=== EXTRACTED TEXT ===

============

Books on a market about an Extreme Programming left me with much less clarity and didn't prove compelling to my CIO. This book does an excellent job of describing a total approach and all small details you need to implement Scrum, as an excellent form of agile development.
I strongly recommend this book to everybody who is tired of products "dead on arrival" and project plans (thanks, Billy, for an outstanding piece of bureaucracy - Microsoft Project) which never work as planned.
2006-08-07
Common sense, immediate application.
Teaching others the minimalist approach to software delivery. This book should be read/processed in context of the Agile Software Development with SCRUM book by Schwaber, as well as, the Enterprise SCRUM book by the same. All three craft a lens from which to view what really matters versus what gets in the way of getting work done that is useful, tested, and tangible to a customer in short bursts of time. And no, this isn't so simple as saying it's another version of RUP iterative logic .. this is actually a low-ceremony lower COA/COO, higher ROI than RUP (as said by someone who's done both now multiple times).

This is a book you can pass around to anyone involved anywhere around software solution delivery streams - they read it, and get it. It provides concept explanations, real world examples and suggestive commentary .. like walking into a swimming pool on a gradient slope. My perception of the problem to solve with this book? What is Scrum and why do I care? And .. if I entertain Scrum .. what does that look like? Schwaber's book tells you about it, what it is, who's doing it, challenges, etc. Look at this book as a doorway into new space and practice. This book _does not_ prescribe how to solve all your woes.

I just plain encourage the purchase of and pass this book out to others. Quick read. Concepts are face value. Cracks the door open to Agile space implementations, esp. for those unfamiliar with anything other than standard linear waterfall stuff.
2006-05-21
Very good book about a great idea
Let's just start this out by saying I am not a project manager, I am a SQL Server architect and developer. So this review should be taken as coming from such a person and not a person who has managed numerous successful project. In fact quite the opposite. I have been on numerous chaotic, insane projects. It is from this perspective that I review the book, and the methodology given forthwith.

This is a great idea, and a great concept. What it is not, however, is a methodology that you cherry-pick the parts you like and leave the rest. Only choosing to implement some of the Scrum methodology will take your previously chaotic project lifecycle and choke the life out of your employees.

In a nutshell, projects are broken up into thirty day, self enclosed cycles. Development, implementation, documentation, and testing done. Testing, that oft forgotten step in the development process. The teams are empowered to manage themselves, with only a coach along to make sure the rules are folled. One of the scrum "rules" is that you have to actually test the code in the 30 day window (all of the rules are presented in an appendix.) Customers are involved at the beginning and end, deciding what features to implement, and then implementation happens. Obviously it is more complex than that, but not by much.

Will it work? I believe so, given the right corporate involvement, customer buy in, the right team, and a good deal of team self-discipline. Developers will eventually love it, and should have no problems following the rules once they understand them. The "customer" may have the hardest time, as they can only apply a heavy hand to direct development monthly, rather than daily. On the other hand, with many classic projects, the problem was that design was done for months, then development for months, then testing and documentation done by the poor unwitting users!

============

=== ENTRIES SHOWN ===
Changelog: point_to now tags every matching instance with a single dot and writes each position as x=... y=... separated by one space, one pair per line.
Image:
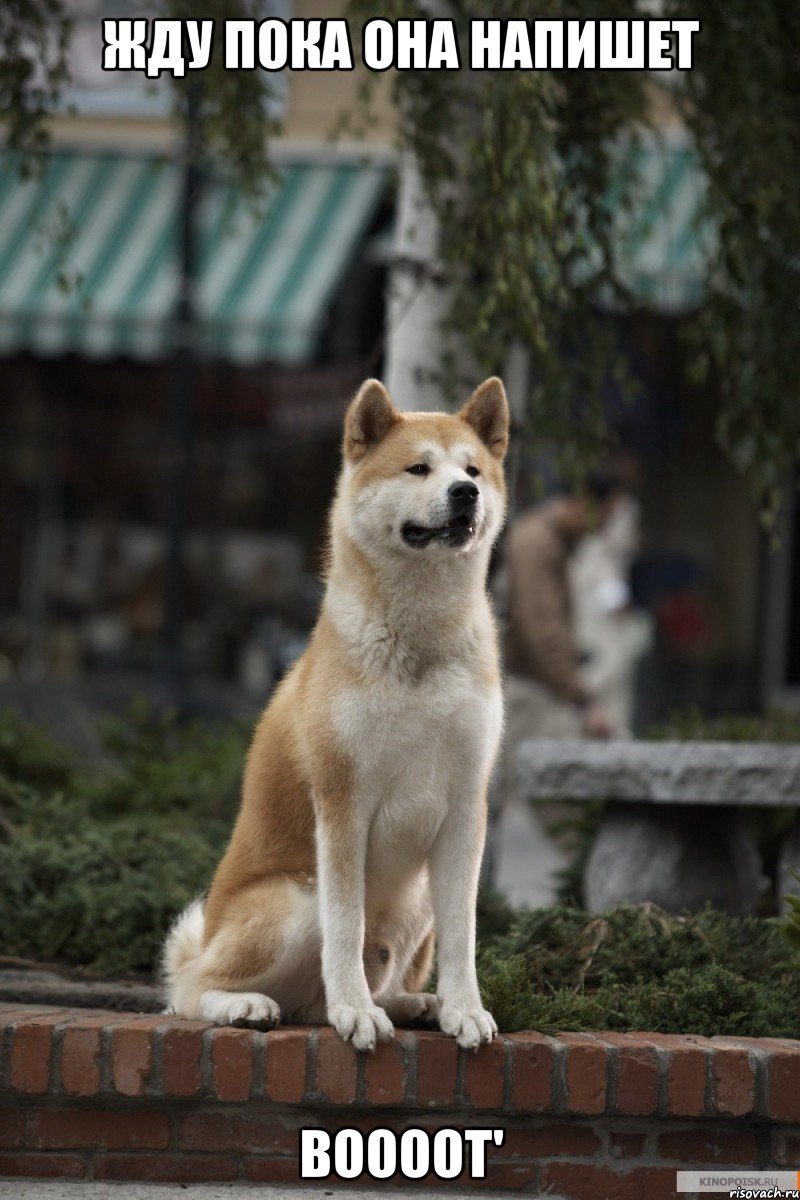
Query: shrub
x=95 y=862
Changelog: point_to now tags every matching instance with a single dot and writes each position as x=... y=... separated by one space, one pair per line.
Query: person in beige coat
x=545 y=693
x=545 y=689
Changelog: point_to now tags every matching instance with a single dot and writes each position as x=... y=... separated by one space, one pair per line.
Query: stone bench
x=672 y=832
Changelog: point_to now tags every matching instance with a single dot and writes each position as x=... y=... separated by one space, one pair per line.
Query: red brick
x=12 y=1128
x=585 y=1074
x=709 y=1146
x=785 y=1085
x=80 y=1060
x=686 y=1075
x=786 y=1147
x=548 y=1141
x=626 y=1145
x=90 y=1129
x=483 y=1075
x=734 y=1083
x=232 y=1061
x=31 y=1054
x=531 y=1073
x=437 y=1062
x=336 y=1068
x=42 y=1165
x=218 y=1132
x=384 y=1073
x=166 y=1168
x=274 y=1170
x=657 y=1183
x=637 y=1074
x=503 y=1176
x=582 y=1181
x=182 y=1050
x=286 y=1065
x=132 y=1059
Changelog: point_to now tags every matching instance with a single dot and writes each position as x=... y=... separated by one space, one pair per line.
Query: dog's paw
x=468 y=1026
x=361 y=1026
x=247 y=1008
x=417 y=1006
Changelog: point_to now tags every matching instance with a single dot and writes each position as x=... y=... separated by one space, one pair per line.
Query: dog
x=364 y=803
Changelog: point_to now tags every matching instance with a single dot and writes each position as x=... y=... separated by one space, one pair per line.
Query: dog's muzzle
x=461 y=525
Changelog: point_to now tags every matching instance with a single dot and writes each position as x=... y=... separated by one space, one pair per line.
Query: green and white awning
x=89 y=257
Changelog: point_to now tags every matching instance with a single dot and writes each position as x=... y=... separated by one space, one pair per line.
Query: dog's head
x=425 y=484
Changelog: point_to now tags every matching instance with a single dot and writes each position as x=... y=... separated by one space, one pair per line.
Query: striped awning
x=89 y=257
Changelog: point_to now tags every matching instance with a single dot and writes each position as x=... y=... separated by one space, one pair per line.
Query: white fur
x=421 y=729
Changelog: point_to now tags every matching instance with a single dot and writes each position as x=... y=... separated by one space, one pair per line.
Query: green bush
x=638 y=969
x=95 y=862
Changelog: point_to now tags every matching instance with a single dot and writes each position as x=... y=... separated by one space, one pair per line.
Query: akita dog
x=364 y=808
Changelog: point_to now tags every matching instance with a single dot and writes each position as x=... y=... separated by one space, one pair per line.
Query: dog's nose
x=463 y=495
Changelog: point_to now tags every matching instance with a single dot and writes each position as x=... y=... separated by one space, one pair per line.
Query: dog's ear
x=487 y=412
x=368 y=419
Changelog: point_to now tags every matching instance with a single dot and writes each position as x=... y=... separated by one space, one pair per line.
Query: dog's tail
x=180 y=958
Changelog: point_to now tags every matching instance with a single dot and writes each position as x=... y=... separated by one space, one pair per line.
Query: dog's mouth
x=455 y=533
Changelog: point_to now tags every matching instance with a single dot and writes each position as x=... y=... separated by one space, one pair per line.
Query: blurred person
x=612 y=635
x=547 y=695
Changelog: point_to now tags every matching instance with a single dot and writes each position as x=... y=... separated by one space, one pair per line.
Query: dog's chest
x=415 y=751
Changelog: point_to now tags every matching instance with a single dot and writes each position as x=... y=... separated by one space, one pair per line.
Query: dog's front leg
x=455 y=864
x=341 y=856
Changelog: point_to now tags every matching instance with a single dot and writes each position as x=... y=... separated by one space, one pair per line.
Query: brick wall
x=110 y=1096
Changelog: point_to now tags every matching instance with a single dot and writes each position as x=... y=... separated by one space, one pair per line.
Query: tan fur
x=305 y=773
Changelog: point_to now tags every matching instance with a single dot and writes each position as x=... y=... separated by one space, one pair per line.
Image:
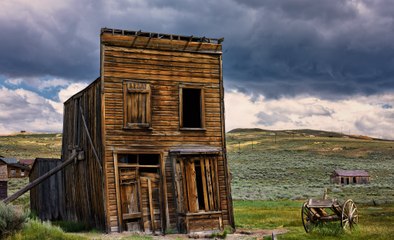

============

=== EXERCISE TASKS ===
1) In the Scrum book reviews, how long are the self-enclosed cycles that projects are broken into?
2) Mark each statement yes or no according to the Scrum book reviews, and quote the words that decide it. (a) The writer of the review titled "Very good book about a great idea" is a project manager. (b) Customers take part at the beginning and end of a cycle. (c) The Scrum rules are collected in an appendix of the book.

=== EXERCISE ANSWERS ===
1) Thirty days.

2)
(a) No: "I am not a project manager, I am a SQL Server architect and developer."
(b) Yes: "Customers are involved at the beginning and end, deciding what features to implement"
(c) Yes: "all of the rules are presented in an appendix."